After finding the line with "Target: upholstered armchair" in the entries below, retype exactly each line from there through the line with "column 163, row 197", including that final line.

■ Data supplied ■
++++++++++++++++++++
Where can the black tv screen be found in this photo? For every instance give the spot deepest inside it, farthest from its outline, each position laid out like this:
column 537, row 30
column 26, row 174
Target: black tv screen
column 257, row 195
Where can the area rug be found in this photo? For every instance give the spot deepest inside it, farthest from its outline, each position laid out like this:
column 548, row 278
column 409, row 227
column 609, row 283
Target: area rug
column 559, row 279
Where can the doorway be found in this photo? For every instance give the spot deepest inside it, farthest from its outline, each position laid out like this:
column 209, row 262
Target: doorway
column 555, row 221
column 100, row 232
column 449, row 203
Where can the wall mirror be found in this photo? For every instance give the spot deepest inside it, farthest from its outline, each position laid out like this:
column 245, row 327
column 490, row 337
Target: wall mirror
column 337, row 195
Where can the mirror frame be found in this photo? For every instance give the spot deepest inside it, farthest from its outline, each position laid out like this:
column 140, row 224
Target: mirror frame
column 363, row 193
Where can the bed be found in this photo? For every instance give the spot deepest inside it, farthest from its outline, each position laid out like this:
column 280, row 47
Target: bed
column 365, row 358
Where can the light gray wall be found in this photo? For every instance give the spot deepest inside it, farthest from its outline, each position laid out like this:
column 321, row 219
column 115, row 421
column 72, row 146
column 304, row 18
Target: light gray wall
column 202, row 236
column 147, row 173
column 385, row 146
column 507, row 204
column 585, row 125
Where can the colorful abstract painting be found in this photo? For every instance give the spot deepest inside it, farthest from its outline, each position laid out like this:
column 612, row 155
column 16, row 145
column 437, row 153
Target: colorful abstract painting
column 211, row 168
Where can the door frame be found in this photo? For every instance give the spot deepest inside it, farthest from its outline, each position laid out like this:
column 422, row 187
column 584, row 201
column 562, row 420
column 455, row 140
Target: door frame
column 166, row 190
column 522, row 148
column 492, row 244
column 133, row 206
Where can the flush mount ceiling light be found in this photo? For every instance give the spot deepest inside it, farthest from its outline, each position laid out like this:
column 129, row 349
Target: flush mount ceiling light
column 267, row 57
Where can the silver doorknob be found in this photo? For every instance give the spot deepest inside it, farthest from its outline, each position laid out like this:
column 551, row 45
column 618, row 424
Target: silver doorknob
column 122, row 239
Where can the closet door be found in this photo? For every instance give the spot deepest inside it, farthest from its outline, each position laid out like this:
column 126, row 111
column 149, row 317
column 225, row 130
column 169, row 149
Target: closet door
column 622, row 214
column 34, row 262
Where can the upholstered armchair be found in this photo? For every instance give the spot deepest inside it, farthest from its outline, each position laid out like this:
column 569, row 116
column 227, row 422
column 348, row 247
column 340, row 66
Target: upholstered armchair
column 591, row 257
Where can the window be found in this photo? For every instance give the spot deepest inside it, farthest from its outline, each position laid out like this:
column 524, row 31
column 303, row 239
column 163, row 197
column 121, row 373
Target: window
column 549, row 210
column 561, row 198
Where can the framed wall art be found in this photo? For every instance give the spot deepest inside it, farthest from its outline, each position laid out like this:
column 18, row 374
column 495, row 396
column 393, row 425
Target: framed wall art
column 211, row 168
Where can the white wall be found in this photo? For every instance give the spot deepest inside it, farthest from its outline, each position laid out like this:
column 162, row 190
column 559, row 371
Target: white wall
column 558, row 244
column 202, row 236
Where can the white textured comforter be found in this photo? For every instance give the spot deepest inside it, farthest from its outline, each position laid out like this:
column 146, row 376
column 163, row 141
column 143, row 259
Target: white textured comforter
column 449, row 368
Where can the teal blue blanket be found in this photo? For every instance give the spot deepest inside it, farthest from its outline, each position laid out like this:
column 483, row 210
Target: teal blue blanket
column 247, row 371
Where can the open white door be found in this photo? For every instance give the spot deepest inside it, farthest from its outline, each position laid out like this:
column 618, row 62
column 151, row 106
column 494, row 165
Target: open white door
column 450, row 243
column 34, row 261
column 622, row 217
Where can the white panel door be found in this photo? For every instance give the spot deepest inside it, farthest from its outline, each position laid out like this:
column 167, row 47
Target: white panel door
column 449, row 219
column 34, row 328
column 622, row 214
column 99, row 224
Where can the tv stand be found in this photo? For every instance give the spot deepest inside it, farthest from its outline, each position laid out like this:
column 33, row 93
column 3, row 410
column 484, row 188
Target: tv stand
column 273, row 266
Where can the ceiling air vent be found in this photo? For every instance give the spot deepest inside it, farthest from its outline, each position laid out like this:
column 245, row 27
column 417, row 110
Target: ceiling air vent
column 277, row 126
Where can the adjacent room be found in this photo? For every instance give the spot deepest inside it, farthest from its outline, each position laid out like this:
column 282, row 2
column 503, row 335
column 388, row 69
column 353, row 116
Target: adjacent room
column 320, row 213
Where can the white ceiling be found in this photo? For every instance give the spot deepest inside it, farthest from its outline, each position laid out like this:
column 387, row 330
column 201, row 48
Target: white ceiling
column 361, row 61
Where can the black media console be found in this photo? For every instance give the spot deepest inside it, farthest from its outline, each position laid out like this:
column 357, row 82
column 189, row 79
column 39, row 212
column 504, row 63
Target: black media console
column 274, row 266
++++++++++++++++++++
■ Task response ■
Target: upholstered armchair
column 591, row 257
Where can the window be found in this photo? For every instance give the spot deepest inside it, farthest from its outline, each position laid out like this:
column 524, row 31
column 303, row 239
column 163, row 197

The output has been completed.